Catalytic hydroprocessing a good alternative to solvent processing

July 20, 1998
Hydroprocessing technologies offer catalytic routes to improve lube plant operations. Faced with pressures to reduce process costs and improve base-oil quality, Mobil Oil Corp. has developed several hydroprocessing catalysts as an alternative to conventional solvent processing: 1 Mobil lube dewaxing (MLDW), Mobil selective dewaxing (MSDW), and Mobil wax isomerization (MWI) catalysts.
Terry E. Helton, Thomas F. Degnan Jr.,
Dominick N. Mazzone,Mary P. McGuiness,
Tim L. Hilbert,Rick C. Dougherty
Mobil Technology Co.
Paulsboro, N.J.
Hydroprocessing technologies offer catalytic routes to improve lube plant operations.

Faced with pressures to reduce process costs and improve base-oil quality, Mobil Oil Corp. has developed several hydroprocessing catalysts as an alternative to conventional solvent processing:1 Mobil lube dewaxing (MLDW), Mobil selective dewaxing (MSDW), and Mobil wax isomerization (MWI) catalysts.

This article is the last of three that cover Mobil's lube technologies. The first discussed Mobil's compositional monitoring approach to predict lube-oil qualities; the second reviewed its company lube processes and commercial examples.

Cycle length no longer appears to be a concern for lube hydroprocessing and dewaxing. MLDW catalysts can sustain a year or more between hydrogen reactivations and 4 years between oxygen regenerations. The isomerization dewaxing catalysts also require very infrequent regeneration because they contain strong metal functions. These lengthened-catalyst cycles help make the catalytic hydroprocessing route preferable to solvent processing.


Mobil developed the MLDW process in the mid-1970s to reduce its dependence on solvent dewaxing. The novel ZSM-5 zeolite, a medium-pore zeolite discovered in the late 1960s and patented by Mobil in 1972, 2 is capable of shape-selective dewaxing. It selectively cracks linear instead of branched paraffins.

The intersecting two-dimensional pore system of ZSM-5 and its specific pore dimensions (5.3 x 5.6 Å in the straight channel; 5.1 x 5.5 Å in the sinusoidal channel) provide a balance of reactant-shape selectivity, reduced coking propensity, and resistance to poisoning by bulky nitrogen compounds.

ZSM-5 was selected as the catalytic platform for the MLDW process. Its channel system, pore dimensions, and versatility in changing physicochemical properties enables effective dewaxing of a full range of lube base-oil viscosity grades-from spindle oil to bright stock.3

Commercialized in 1981 at Mobil's Adelaide, Australia, refinery, the MLDW process is an alternative to solvent dewaxing.4-5 The process can handle a wide range of feedstocks and produces high-octane gasoline and LPG by cracking the normal and slightly branched paraffins.

Data section:
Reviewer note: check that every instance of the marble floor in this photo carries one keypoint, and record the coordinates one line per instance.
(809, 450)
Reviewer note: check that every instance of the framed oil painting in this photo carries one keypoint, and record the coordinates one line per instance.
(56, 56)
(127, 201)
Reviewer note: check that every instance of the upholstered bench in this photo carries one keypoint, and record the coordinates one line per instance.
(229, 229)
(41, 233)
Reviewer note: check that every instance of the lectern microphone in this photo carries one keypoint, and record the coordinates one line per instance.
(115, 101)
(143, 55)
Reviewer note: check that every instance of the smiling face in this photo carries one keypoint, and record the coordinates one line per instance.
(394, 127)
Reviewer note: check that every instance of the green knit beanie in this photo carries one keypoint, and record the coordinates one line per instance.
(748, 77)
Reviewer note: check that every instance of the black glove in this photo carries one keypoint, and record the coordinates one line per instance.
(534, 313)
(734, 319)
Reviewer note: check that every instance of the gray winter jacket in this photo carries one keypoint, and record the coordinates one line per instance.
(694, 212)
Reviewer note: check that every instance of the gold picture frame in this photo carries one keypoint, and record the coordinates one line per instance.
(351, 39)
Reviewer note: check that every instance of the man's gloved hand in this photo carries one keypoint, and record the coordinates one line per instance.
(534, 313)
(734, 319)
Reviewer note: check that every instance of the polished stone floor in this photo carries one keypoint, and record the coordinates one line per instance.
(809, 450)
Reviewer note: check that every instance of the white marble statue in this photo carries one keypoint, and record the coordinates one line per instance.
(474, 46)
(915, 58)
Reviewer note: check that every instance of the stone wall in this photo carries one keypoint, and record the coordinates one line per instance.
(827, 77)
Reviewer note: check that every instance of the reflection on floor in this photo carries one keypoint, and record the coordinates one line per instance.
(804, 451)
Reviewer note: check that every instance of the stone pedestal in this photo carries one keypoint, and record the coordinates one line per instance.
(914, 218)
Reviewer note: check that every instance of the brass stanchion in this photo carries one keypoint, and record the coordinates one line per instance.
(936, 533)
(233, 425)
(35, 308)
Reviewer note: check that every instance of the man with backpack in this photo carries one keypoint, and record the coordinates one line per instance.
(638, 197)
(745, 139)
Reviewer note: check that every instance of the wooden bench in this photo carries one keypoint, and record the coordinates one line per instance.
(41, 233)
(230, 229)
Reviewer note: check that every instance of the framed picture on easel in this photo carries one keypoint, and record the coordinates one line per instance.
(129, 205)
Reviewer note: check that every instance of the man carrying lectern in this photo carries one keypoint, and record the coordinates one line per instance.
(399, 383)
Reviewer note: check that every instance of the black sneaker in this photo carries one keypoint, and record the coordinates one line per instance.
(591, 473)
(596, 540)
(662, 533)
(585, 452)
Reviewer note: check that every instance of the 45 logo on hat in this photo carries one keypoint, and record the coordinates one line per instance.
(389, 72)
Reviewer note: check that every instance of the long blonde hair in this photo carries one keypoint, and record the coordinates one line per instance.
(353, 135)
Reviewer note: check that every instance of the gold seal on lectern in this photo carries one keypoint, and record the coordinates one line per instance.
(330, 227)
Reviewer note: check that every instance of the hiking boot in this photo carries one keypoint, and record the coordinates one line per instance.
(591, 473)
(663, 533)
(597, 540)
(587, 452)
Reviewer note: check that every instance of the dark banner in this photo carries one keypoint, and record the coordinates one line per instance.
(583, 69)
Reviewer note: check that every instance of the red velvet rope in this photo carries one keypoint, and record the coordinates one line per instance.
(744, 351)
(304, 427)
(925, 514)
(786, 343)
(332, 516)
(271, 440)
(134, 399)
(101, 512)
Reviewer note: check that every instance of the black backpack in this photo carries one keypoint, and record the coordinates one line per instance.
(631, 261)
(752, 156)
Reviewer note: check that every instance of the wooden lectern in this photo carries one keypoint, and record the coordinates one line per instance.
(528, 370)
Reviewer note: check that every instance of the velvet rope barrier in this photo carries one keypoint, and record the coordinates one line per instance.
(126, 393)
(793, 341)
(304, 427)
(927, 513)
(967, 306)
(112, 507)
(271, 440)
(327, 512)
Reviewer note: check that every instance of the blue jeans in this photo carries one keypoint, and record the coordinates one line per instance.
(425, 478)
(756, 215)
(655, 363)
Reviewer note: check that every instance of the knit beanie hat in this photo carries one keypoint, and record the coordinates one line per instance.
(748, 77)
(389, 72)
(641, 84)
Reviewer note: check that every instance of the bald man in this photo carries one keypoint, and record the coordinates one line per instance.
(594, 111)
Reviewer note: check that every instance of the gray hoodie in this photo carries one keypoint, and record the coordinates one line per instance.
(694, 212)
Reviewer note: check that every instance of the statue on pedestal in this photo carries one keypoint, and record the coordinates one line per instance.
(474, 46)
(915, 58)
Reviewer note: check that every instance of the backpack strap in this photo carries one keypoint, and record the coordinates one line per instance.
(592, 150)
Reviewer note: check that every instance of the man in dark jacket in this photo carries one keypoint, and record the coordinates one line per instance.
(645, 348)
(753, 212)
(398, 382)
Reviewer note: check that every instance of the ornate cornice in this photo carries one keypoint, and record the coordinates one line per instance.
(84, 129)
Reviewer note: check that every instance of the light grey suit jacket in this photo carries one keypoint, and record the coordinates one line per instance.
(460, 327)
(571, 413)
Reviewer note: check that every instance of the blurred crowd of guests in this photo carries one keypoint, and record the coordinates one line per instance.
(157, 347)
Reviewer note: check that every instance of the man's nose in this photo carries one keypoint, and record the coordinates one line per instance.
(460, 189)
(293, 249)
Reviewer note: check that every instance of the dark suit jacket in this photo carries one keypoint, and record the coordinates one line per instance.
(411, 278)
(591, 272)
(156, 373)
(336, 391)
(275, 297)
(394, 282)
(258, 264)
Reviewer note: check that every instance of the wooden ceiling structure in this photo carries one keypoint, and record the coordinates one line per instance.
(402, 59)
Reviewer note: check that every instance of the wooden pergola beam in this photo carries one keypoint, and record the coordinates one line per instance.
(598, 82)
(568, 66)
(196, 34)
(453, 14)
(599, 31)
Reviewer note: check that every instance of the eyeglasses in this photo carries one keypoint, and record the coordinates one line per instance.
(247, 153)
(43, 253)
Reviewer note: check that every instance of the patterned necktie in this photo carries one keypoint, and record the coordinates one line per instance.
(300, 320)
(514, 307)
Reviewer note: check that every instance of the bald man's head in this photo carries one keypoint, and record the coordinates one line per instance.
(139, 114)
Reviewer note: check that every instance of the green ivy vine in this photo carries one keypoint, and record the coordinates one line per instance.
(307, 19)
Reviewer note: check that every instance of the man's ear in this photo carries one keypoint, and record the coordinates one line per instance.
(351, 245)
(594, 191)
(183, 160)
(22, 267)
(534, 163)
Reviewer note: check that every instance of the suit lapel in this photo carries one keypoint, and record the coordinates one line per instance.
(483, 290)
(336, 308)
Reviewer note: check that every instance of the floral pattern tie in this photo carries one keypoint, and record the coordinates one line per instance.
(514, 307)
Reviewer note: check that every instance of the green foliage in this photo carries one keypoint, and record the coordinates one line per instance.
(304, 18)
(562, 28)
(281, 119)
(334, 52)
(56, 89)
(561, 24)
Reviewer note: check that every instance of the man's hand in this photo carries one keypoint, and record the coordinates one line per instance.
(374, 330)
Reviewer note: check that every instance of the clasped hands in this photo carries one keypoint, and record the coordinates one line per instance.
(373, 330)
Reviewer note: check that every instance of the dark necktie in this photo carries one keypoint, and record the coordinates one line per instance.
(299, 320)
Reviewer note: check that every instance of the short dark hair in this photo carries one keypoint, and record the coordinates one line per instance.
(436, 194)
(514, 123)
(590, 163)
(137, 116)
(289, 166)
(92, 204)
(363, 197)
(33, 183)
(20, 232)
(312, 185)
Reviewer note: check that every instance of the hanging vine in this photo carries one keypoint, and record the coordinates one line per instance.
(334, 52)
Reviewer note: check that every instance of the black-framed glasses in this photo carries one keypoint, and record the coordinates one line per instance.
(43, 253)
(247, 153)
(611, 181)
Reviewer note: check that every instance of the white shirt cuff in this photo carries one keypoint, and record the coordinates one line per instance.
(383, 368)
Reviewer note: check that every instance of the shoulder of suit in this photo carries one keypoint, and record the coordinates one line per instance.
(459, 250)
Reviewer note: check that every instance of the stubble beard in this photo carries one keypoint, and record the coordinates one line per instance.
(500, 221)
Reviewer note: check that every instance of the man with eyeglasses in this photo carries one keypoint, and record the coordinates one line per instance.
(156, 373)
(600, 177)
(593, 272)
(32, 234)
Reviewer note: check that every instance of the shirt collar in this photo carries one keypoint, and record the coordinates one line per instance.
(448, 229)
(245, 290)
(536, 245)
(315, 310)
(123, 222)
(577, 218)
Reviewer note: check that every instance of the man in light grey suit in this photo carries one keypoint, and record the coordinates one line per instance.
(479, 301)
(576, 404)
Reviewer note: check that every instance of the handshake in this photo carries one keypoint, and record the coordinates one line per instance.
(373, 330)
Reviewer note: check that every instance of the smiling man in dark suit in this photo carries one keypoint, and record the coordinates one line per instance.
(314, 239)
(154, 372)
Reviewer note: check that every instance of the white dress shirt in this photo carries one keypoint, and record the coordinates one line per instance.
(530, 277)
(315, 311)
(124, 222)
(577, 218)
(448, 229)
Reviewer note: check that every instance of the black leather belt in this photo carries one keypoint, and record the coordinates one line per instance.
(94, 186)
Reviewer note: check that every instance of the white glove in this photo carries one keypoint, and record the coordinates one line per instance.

What to do:
**A.** For each statement below, say whether it agrees with the hydroprocessing article, answering yes or no and quoting the words from the article that decide it.
(i) The MLDW process was commercialized in 1981 at a refinery in Adelaide, Australia.
(ii) ZSM-5 selectively cracks branched paraffins rather than linear ones.
(iii) MLDW catalysts must undergo oxygen regeneration every year.
**B.** Pull out every line of the entries that contains the string "wooden", treating case as significant.
The hydroprocessing article and the entries have no connection to each other.

Outputs for the tasks:
**A.**
(i) Yes: "Commercialized in 1981 at Mobil's Adelaide, Australia, refinery, the MLDW process is an alternative to solvent dewaxing."
(ii) No: "It selectively cracks linear instead of branched paraffins."
(iii) No: "MLDW catalysts can sustain a year or more between hydrogen reactivations and 4 years between oxygen regenerations."

**B.**
Reviewer note: check that every instance of the wooden bench in this photo carries one keypoint, and record the coordinates one line per instance.
Reviewer note: check that every instance of the wooden lectern in this photo carries one keypoint, and record the coordinates one line per instance.
Reviewer note: check that every instance of the wooden ceiling structure in this photo carries one keypoint, and record the coordinates one line per instance.
Reviewer note: check that every instance of the wooden pergola beam in this photo carries one keypoint, and record the coordinates one line per instance.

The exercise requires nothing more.